## Record set
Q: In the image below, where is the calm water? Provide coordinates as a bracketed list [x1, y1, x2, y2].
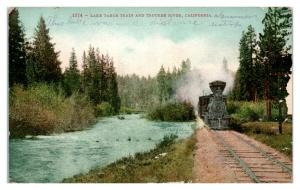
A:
[9, 115, 195, 182]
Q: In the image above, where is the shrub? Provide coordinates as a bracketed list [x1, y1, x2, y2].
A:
[156, 134, 178, 148]
[95, 102, 115, 116]
[227, 101, 264, 122]
[9, 84, 94, 137]
[147, 102, 195, 121]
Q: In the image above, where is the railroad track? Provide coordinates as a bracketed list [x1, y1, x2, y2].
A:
[211, 130, 293, 183]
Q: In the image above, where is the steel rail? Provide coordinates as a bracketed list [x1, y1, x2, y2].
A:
[213, 131, 261, 183]
[232, 132, 293, 176]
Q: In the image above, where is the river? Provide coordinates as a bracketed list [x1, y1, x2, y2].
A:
[9, 114, 195, 182]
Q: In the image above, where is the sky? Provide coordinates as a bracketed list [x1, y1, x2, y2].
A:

## Job
Could you switch each "bracketed list" in the entries above to "list in square brackets" and give all the lines back with nothing else changed, leaving the pictures out?

## Solution for this exercise
Q: In the image below, where is the calm water? Provide coordinates as a list in square brackets [x1, y1, x2, y2].
A:
[9, 115, 195, 182]
Q: In the image above, where is the shrub? Provide coordinates as a list in square brackets [x1, y1, x2, y2].
A:
[156, 134, 178, 148]
[95, 102, 115, 116]
[227, 101, 264, 122]
[9, 84, 94, 137]
[147, 102, 195, 121]
Q: In the image above, where is the railroad track? Provide coordinates as a list in square brackets [x1, y1, x2, y2].
A:
[211, 130, 293, 183]
Q: In the image above, where is the steel rail? Provide coordinates as a list in square brackets [x1, y1, x2, y2].
A:
[213, 131, 261, 183]
[232, 132, 293, 176]
Q: In the image above, where is the river? Provide coordinates as a list in square brackets [x1, y1, x2, y2].
A:
[9, 114, 195, 182]
Q: In the image above, where is the sky? Provide coordinates as a list in square brackets [x1, y1, x2, y2].
A:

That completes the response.